● **Problem details**
Every line in the data below has to be repeated exactly; no picture belongs in the result.

● **Provided entries**

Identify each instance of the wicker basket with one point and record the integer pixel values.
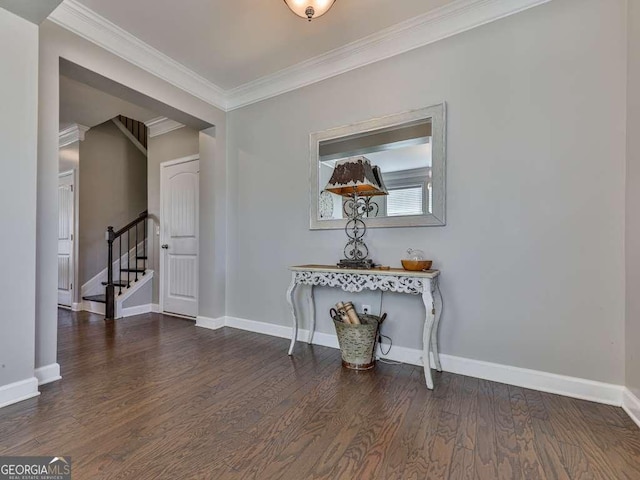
(358, 342)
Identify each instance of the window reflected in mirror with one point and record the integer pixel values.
(409, 148)
(403, 154)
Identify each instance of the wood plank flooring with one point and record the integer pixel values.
(154, 397)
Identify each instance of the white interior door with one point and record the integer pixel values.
(65, 238)
(179, 192)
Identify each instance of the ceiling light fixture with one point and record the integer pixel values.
(309, 8)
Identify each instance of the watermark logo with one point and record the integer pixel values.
(35, 468)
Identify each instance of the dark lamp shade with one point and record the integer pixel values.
(356, 175)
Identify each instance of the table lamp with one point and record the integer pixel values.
(357, 180)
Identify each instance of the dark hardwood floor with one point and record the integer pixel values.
(154, 397)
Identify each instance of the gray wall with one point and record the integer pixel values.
(69, 157)
(170, 146)
(532, 257)
(18, 137)
(113, 191)
(632, 242)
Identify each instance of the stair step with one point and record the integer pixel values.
(96, 298)
(119, 283)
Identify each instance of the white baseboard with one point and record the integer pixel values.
(607, 393)
(136, 310)
(631, 405)
(93, 307)
(210, 323)
(18, 391)
(48, 374)
(581, 388)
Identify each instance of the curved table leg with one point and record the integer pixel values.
(290, 290)
(427, 299)
(312, 313)
(437, 306)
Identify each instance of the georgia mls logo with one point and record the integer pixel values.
(35, 468)
(59, 466)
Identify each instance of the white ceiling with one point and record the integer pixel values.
(397, 159)
(33, 10)
(233, 42)
(80, 103)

● **The answer**
Identify each instance of the wicker basket with one point and record the integer pixel values.
(358, 342)
Identify each instance of the window reflected in mirror with one point and record the integer pixel values.
(409, 148)
(403, 154)
Identify each instance of the wood plank flooring with one point and record the integer pixel values.
(154, 397)
Identify each instance of the white interior door with one point and record the integer pixel values.
(65, 238)
(179, 192)
Identify each instance of the ceiling light fixture with one point and record the integer pixel values.
(309, 8)
Identify each instance of the watermark logo with one point and record the integer pixel values.
(35, 468)
Identify each instance of the dark lamp shade with one point and record the integer pixel values.
(356, 175)
Identify each instance of the table lamp with one point and record the integer pixel values.
(357, 180)
Identify each instance of the dark hardwood floor with one point and record the integer pixel values.
(154, 397)
Identify each instance of the gray wall with one point and record the integer pixel values.
(69, 157)
(170, 146)
(532, 257)
(18, 137)
(113, 191)
(632, 242)
Identify each instance of the stair step with one point and record the integer pixel values.
(96, 298)
(119, 283)
Identify each instance of the white baseboard with one point and record the integer pixel values.
(607, 393)
(136, 310)
(631, 405)
(93, 307)
(210, 323)
(18, 391)
(48, 374)
(581, 388)
Identify each instance of the curved table leg with one point and record the integer pixel values.
(290, 290)
(427, 299)
(312, 313)
(437, 306)
Identify each instance of the georgia mls logo with one point and record the integer pixel values.
(35, 468)
(59, 466)
Identify each instance of the white ceiling with one point and record the integer pixel values.
(397, 159)
(33, 10)
(233, 42)
(80, 103)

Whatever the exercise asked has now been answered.